Data extracted from a collection:
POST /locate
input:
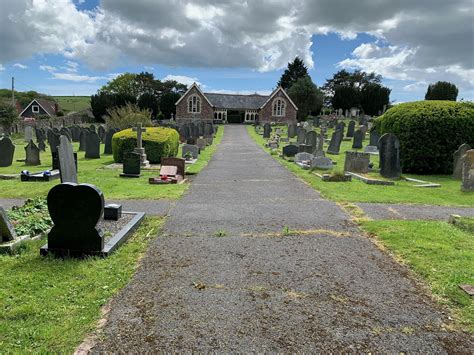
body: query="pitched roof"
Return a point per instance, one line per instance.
(231, 101)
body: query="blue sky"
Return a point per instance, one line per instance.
(87, 55)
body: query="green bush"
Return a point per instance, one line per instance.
(429, 133)
(158, 142)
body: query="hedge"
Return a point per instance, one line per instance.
(429, 133)
(158, 142)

Exercise:
Echo every entry above verbatim, line for line, omitting the pictures from the output.

Answer to this exercise:
POST /locate
input:
body: query="pitched roof"
Return a point per instance, one line per instance.
(231, 101)
body: query="blue sky"
Return a point per instance, one line per instance.
(87, 55)
body: query="green bush"
Return a point per instance, one line per instance.
(429, 133)
(158, 142)
body: query="hedge"
Return a point per instance, one line per instance.
(429, 133)
(158, 142)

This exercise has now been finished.